Przekształć wiersze rekordów od samego początku do wiersza zawierającego "M448 208L442 207L444" włącznie w listę JSON, w której każdy wiersz jest osobnym ciągiem znaków. Puste wiersze pomiń.

### Dane wejściowe ###

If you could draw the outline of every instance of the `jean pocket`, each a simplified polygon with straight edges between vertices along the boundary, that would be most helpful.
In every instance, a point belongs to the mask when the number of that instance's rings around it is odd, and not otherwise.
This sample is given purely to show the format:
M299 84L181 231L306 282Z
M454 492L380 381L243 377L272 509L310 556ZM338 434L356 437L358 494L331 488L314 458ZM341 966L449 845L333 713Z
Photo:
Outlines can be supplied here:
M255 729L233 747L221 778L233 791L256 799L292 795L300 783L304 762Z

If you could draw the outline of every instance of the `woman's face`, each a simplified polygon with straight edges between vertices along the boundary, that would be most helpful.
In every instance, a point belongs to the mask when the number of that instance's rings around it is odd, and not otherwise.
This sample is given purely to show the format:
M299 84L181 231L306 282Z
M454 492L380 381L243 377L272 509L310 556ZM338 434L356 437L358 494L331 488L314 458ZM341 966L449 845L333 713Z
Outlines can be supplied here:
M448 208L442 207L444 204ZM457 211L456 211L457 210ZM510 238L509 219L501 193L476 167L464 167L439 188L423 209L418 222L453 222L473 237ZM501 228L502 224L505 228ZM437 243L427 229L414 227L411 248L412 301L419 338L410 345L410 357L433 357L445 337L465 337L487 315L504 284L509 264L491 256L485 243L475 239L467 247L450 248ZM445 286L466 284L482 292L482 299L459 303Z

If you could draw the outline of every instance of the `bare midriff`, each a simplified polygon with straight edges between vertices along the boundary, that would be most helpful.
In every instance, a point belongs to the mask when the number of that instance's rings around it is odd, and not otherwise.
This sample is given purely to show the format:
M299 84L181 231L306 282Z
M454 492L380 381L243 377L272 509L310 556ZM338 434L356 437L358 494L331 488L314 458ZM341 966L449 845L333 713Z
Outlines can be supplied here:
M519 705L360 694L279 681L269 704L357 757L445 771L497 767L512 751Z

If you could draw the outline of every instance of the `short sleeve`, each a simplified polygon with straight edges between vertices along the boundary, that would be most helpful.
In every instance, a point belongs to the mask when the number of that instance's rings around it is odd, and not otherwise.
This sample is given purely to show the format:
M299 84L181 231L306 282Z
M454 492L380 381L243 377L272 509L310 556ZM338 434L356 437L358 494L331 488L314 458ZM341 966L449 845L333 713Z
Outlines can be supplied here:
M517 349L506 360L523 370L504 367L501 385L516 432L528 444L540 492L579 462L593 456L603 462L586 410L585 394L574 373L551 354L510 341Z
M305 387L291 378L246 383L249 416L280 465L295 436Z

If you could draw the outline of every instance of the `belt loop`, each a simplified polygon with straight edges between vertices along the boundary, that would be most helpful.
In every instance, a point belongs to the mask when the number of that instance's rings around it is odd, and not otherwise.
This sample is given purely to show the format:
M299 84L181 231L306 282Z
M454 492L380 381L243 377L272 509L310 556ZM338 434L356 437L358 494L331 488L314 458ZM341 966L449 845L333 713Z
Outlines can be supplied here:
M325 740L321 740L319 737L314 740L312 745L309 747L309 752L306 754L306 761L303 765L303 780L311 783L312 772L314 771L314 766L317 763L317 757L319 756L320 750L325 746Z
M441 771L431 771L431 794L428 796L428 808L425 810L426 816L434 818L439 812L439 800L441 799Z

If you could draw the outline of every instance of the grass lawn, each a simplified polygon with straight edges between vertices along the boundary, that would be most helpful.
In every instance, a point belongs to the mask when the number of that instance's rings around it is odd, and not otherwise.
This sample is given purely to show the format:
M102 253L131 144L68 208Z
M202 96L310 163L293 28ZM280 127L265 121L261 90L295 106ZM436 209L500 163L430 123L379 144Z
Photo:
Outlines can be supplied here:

###

_Pełny wynik_
[
  "If you could draw the outline of every instance of the `jean pocket`, each a simplified polygon with straight edges between vertices along the boundary, that would be most helpful.",
  "In every instance, a point belongs to the mask when the number of that instance's rings around it is odd, and not otherwise.",
  "This sample is given purely to show the format:",
  "M299 84L181 231L306 282Z",
  "M454 492L380 381L243 377L272 509L310 556ZM338 434L356 437L358 494L331 488L314 458ZM341 966L449 845L333 713Z",
  "Photo:",
  "Outlines can be supplied here:",
  "M255 729L233 747L221 778L233 791L256 799L292 795L300 783L304 762Z",
  "If you could draw the outline of every instance of the `woman's face`, each a simplified polygon with straight edges between vertices along the boundary, that would be most helpful.",
  "In every instance, a point belongs to the mask when the number of that instance's rings around it is odd, and not otherwise.",
  "This sample is given purely to show the format:",
  "M299 84L181 231L306 282Z",
  "M454 492L380 381L243 377L272 509L310 556ZM338 434L356 437L358 494L331 488L314 458ZM341 966L449 845L333 713Z",
  "Outlines can be supplied here:",
  "M448 208L442 207L444 204ZM457 211L456 211L457 210ZM510 238L509 219L501 193L476 167L464 167L439 188L423 209L418 222L453 222L473 237ZM501 228L502 224L505 228ZM437 243L427 229L414 227L411 248L412 301L419 338L410 345L410 357L433 357L445 337L465 337L487 315L504 284L509 264L491 256L485 243L475 239L467 247L450 248ZM445 286L466 284L482 292L482 299L459 303Z"
]